▶ **Instructions for the task**: Copy the listing below from the line that contains "Could you point to every instance of the chrome" through the line that contains "<point>448,339</point>", replacing "photo" with "image" wherever it occurs and leaving everything else unchanged. Leave the pictures out of your answer.

=== Material shown ===

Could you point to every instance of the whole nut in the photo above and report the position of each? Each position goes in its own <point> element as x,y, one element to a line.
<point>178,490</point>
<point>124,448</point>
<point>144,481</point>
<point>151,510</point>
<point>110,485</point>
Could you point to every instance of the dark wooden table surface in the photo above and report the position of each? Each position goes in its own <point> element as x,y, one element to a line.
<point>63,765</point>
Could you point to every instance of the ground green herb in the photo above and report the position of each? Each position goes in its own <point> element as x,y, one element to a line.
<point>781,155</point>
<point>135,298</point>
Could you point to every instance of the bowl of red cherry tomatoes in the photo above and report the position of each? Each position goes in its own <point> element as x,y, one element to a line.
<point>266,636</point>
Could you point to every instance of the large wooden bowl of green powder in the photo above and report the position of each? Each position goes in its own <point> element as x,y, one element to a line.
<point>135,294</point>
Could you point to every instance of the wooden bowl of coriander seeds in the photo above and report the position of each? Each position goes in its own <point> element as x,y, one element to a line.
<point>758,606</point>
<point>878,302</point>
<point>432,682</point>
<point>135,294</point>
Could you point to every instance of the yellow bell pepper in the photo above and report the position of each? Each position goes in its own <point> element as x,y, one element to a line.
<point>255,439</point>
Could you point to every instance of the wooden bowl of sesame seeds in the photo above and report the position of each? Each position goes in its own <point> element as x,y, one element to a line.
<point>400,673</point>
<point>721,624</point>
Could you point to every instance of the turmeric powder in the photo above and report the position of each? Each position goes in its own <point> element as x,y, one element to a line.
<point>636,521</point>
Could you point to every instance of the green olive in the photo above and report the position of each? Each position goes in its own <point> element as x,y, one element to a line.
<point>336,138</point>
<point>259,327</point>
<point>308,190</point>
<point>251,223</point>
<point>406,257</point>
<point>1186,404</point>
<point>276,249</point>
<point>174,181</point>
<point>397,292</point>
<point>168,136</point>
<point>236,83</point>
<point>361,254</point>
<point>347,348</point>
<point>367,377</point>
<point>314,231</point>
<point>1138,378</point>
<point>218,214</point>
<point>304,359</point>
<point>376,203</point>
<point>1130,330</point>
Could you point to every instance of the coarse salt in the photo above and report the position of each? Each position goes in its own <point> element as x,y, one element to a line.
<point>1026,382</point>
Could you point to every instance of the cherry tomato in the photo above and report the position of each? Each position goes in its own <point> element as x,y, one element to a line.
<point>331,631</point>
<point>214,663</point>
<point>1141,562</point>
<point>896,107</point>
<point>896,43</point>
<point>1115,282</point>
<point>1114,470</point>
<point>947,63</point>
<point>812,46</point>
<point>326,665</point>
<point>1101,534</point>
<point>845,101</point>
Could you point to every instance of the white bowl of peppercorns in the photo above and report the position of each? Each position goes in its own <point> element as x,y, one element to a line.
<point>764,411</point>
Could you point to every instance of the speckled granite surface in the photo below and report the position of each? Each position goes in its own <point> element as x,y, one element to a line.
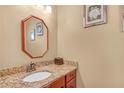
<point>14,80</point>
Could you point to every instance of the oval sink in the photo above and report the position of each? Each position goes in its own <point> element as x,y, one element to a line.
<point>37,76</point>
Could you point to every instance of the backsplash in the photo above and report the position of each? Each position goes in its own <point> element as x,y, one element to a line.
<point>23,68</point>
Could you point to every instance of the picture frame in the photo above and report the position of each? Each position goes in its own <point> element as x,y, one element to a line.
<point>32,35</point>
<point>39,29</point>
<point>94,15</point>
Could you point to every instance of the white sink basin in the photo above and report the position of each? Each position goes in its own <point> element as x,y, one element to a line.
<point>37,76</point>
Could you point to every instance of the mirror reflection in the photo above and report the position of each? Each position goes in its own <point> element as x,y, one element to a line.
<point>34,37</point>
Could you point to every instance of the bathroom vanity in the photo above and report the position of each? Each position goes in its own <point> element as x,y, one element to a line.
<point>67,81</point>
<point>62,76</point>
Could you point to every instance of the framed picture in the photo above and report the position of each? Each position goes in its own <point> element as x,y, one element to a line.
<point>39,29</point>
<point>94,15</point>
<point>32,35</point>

===
=== Material shown ===

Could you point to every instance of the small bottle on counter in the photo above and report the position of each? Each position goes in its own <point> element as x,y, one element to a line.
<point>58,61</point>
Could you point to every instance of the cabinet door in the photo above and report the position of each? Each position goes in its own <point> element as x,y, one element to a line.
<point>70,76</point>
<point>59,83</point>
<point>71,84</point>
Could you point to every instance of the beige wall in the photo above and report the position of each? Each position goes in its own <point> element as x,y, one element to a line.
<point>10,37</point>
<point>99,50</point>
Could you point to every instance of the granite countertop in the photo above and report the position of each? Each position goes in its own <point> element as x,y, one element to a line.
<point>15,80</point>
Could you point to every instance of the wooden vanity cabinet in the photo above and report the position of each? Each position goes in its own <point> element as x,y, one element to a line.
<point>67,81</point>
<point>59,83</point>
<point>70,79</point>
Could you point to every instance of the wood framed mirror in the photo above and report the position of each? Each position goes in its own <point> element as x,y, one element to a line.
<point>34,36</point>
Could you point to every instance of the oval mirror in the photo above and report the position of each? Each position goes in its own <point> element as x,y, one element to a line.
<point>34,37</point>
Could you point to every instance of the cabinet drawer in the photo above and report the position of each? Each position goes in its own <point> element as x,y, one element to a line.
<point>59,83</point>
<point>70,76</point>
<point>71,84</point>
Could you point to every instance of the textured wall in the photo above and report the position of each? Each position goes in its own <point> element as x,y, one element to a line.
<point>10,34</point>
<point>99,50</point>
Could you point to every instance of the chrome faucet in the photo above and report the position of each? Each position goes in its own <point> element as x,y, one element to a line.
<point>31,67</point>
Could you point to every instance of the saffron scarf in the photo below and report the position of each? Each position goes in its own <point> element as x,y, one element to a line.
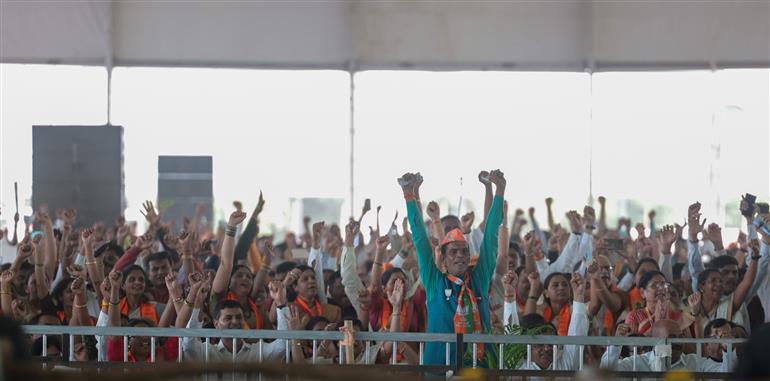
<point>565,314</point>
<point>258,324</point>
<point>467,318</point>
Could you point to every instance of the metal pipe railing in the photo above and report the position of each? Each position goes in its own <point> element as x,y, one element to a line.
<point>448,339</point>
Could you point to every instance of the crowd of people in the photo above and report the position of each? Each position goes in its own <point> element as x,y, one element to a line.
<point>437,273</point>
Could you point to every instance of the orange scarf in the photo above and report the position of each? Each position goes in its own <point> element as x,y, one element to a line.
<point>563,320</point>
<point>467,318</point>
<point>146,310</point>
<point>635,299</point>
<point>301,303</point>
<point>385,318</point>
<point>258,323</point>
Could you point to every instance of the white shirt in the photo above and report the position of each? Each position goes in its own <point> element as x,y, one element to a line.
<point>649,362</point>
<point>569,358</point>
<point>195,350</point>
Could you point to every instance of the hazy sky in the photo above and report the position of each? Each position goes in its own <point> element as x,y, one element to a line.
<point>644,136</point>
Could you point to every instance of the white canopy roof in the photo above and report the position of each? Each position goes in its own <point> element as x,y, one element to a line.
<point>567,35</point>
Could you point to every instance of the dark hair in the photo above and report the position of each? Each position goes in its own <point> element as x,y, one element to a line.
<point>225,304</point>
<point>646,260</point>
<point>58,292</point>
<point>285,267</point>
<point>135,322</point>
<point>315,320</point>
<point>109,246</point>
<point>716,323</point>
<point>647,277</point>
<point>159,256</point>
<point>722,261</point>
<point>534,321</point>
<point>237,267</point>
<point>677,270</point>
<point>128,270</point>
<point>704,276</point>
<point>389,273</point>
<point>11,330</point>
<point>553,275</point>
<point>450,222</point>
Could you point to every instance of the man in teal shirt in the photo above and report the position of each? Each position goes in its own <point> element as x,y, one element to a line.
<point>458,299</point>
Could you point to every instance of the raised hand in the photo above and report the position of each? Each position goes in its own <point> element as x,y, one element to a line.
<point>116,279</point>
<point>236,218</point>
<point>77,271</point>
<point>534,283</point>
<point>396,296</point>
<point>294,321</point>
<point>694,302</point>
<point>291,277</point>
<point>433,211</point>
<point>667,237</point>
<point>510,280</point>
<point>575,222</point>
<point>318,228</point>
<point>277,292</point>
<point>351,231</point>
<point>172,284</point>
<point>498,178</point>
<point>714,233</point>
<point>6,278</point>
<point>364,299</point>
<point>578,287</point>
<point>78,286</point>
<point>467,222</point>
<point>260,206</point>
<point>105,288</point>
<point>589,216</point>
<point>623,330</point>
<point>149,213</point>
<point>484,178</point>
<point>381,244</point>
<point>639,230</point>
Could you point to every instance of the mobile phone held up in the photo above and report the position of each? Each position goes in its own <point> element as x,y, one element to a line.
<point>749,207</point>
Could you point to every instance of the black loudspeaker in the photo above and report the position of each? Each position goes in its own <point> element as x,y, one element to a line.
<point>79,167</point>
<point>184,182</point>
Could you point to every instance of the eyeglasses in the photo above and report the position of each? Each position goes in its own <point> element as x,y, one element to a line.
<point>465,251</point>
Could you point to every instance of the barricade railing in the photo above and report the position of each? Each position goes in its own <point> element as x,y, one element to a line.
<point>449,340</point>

===

▶ **Complete answer**:
Could you point to every instance of the chrome faucet in the image above and report the position of each? Each position goes in its own <point> element as x,y, one element to a line.
<point>31,67</point>
Could you point to every instance of the saffron scarf in the image below and report the position of each? Each position goes in its own <point> element as x,y, one element to a line.
<point>565,314</point>
<point>258,324</point>
<point>467,318</point>
Could you point to every instance of the metal pipe railing in the image above and report the position of each? Each position goes in its own <point> element as x,y, one element to a line.
<point>448,339</point>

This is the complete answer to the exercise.